BEGIN Input rows
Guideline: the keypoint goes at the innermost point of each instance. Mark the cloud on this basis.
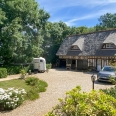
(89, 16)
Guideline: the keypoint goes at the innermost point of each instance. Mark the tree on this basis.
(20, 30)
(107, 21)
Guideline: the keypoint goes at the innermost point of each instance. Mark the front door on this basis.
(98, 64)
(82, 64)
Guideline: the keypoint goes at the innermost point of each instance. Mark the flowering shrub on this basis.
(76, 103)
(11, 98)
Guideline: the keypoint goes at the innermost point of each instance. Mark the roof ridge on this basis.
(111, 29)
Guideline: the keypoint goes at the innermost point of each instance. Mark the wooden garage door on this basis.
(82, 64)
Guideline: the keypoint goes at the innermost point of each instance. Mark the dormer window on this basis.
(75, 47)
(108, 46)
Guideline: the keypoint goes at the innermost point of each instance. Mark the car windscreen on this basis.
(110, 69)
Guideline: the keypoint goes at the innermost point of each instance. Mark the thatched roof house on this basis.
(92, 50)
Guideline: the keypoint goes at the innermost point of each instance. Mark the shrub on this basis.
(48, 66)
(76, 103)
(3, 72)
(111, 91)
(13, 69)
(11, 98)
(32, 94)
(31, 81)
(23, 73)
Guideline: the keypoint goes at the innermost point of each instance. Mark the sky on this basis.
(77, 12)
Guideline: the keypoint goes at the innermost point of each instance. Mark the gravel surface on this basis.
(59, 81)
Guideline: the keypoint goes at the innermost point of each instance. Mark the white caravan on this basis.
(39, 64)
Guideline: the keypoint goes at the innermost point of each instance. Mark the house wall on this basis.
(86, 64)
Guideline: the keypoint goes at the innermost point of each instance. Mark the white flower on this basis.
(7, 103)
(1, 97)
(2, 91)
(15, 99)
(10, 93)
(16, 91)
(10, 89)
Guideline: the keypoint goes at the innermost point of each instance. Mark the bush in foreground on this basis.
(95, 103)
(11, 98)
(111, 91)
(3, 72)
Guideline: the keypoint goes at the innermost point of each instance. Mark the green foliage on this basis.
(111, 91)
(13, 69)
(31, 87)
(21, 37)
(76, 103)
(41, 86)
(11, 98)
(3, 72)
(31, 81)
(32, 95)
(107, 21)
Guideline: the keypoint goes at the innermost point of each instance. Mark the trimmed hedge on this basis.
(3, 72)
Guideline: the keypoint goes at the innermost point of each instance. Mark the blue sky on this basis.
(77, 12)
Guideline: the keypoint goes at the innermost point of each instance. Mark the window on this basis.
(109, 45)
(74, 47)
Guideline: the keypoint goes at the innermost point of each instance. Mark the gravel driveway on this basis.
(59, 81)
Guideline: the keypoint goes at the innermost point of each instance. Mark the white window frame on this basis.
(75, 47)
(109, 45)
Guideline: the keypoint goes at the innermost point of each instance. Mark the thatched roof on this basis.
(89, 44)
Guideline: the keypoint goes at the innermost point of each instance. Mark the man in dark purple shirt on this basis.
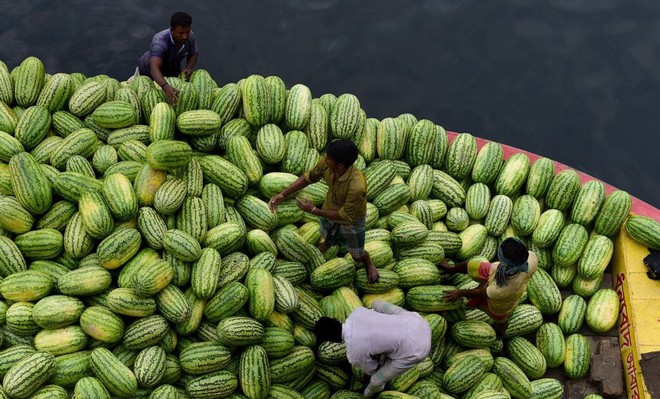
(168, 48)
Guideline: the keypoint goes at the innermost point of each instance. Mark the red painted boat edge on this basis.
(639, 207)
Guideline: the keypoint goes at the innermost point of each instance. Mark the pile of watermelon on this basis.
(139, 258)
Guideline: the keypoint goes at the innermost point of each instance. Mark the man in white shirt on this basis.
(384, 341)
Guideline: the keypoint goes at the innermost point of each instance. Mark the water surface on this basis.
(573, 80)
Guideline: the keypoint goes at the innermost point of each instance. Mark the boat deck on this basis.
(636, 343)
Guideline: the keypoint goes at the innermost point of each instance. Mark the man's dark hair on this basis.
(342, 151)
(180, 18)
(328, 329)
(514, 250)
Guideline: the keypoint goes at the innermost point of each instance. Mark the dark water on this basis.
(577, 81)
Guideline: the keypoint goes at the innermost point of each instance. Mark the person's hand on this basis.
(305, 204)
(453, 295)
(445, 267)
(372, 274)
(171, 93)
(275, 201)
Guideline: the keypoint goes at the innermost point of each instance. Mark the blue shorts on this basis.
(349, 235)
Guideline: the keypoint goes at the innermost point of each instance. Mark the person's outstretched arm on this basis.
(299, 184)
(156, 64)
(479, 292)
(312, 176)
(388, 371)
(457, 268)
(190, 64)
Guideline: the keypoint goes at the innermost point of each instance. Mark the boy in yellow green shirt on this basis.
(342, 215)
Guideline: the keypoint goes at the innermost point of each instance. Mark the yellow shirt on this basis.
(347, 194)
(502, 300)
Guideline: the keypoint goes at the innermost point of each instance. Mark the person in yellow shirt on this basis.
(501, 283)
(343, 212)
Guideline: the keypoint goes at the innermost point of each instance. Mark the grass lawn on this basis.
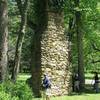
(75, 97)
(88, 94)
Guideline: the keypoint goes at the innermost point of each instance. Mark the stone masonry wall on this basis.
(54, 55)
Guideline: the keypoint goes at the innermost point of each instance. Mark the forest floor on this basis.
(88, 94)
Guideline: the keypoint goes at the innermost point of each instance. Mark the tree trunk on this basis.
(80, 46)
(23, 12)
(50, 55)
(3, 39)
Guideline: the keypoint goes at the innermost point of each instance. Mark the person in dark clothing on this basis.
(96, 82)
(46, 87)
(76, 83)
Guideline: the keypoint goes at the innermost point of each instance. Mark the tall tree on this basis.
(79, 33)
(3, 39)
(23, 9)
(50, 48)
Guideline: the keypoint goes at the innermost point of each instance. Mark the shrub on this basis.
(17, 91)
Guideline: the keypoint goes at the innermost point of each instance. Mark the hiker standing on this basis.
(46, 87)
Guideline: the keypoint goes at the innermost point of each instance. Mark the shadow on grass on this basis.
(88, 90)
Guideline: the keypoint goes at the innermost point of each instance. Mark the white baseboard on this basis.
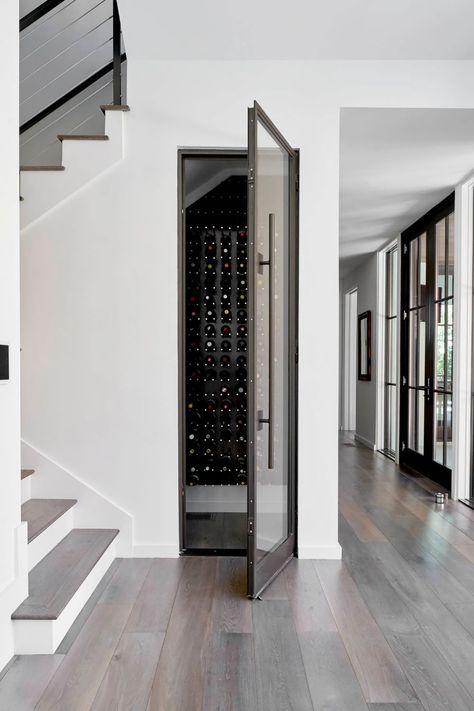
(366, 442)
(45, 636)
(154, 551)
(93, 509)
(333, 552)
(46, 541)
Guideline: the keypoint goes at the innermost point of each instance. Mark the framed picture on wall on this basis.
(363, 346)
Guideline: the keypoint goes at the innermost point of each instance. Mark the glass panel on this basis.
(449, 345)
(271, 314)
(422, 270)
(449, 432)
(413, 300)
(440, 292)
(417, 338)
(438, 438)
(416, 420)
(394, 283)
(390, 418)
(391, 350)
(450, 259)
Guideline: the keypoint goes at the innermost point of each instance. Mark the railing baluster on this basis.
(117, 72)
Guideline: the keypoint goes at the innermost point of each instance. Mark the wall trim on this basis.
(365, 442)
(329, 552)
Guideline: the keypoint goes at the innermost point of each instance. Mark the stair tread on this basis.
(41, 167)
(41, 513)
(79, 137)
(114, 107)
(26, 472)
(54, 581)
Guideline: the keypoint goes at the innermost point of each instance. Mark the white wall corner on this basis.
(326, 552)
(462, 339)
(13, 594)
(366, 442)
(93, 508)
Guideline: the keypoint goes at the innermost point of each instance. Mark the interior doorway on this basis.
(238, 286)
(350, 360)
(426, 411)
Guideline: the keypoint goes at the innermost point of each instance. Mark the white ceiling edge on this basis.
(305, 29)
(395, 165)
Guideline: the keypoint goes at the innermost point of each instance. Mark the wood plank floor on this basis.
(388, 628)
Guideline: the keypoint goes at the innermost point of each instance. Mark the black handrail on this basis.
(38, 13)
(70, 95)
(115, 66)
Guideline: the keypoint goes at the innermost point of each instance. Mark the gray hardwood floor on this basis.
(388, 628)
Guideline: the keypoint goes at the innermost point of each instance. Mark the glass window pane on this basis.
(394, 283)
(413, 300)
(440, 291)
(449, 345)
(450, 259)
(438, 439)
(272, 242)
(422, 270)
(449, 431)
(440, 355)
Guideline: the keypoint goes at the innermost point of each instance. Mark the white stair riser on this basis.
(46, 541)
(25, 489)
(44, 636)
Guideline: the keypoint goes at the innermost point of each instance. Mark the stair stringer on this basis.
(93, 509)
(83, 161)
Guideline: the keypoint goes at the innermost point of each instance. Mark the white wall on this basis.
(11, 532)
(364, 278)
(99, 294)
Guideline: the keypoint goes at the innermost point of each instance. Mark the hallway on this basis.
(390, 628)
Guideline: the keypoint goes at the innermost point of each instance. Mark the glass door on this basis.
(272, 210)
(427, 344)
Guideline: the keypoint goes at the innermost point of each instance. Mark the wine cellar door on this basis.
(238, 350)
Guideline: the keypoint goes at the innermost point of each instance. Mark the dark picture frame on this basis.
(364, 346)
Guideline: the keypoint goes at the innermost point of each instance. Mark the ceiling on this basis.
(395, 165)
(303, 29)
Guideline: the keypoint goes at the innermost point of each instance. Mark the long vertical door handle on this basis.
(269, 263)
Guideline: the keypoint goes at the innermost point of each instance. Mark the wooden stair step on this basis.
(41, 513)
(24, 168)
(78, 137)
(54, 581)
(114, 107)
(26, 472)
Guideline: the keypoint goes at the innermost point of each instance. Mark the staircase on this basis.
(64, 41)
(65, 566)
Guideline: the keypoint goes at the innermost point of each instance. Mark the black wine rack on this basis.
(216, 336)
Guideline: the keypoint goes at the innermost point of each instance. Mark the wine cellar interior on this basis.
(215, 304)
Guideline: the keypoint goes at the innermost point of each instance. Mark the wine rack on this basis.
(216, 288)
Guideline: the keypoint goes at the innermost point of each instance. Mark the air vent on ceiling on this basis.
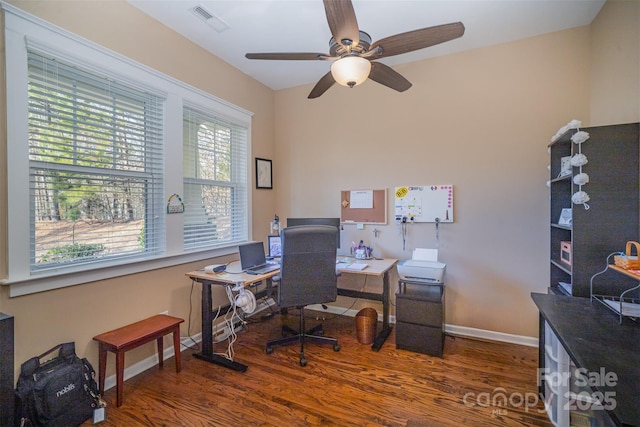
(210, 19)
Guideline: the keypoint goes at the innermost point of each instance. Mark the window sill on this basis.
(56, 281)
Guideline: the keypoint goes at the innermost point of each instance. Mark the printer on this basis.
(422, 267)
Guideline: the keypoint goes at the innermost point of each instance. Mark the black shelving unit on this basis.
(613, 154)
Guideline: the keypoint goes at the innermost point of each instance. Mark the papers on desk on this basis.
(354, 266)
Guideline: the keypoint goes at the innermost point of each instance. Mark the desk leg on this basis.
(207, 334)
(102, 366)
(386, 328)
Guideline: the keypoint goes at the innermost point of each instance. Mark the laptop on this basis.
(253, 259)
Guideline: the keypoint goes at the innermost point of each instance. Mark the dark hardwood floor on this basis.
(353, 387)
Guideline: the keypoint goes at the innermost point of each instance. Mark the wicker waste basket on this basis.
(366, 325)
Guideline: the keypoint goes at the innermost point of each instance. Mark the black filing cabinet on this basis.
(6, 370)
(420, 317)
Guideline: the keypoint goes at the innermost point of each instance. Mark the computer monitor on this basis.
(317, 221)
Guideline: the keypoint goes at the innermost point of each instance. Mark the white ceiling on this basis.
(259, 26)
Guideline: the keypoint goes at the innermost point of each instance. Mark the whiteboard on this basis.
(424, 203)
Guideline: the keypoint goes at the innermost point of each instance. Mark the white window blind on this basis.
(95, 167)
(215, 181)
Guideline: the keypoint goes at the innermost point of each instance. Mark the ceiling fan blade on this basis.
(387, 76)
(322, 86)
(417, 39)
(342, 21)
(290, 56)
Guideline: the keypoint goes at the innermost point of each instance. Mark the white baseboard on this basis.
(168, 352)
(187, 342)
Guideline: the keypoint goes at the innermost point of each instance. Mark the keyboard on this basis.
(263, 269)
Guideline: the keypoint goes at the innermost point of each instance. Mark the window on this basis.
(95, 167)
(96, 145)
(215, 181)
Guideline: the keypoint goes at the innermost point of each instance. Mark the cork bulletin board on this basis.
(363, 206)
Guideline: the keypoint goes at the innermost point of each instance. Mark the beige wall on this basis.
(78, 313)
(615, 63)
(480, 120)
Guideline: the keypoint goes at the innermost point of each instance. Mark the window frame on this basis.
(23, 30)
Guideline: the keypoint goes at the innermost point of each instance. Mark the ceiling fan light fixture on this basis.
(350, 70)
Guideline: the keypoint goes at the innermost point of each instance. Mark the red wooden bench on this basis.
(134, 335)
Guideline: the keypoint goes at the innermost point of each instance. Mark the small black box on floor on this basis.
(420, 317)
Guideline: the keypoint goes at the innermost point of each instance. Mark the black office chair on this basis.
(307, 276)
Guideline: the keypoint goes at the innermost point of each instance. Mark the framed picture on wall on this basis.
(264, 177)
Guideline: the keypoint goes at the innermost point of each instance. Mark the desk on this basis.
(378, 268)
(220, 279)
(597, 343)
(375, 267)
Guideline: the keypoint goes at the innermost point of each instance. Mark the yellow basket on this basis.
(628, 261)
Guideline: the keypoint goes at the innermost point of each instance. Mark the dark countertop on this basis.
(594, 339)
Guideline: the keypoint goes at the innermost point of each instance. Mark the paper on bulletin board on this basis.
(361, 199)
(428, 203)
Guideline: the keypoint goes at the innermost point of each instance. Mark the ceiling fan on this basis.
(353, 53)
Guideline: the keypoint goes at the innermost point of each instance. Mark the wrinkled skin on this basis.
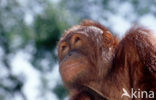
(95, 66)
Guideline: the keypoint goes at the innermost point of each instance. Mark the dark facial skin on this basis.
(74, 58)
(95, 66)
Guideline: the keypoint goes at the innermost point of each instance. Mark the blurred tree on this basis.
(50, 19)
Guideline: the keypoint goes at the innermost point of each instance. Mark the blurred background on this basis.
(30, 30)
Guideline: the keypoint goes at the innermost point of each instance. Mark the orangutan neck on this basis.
END Input rows
| Job |
Reproduce the material above word for word, from the line containing "countertop on this basis." through the end of the material, and leave the pictures out of the answer.

| Problem solution |
Guideline: the keypoint goes at the innermost point of each instance. Mark the dark countertop on this basis.
(594, 339)
Guideline: the keypoint goes at the innermost point of each instance. Mark the paper on bulletin board on this basis.
(361, 199)
(428, 203)
Guideline: the keypoint goes at the innermost point of each instance. Mark the ceiling fan on this basis.
(353, 53)
Guideline: the keypoint goes at the innermost point of each instance. Mark the wrinkled skin on this basis.
(95, 66)
Guideline: the keypoint goes at the innermost point of each instance. Mark the dark facial skin on this basis.
(74, 58)
(95, 66)
Guideline: the keypoint goes at the innermost point of each instance. Mark the blurred tree on this basis.
(50, 19)
Guideline: the keypoint goes at the innermost point of each instance. Mark the blurred background on this basis.
(30, 30)
Guideline: the keypoint goes at the innermost point of each instance. Mark the orangutan neck on this basis.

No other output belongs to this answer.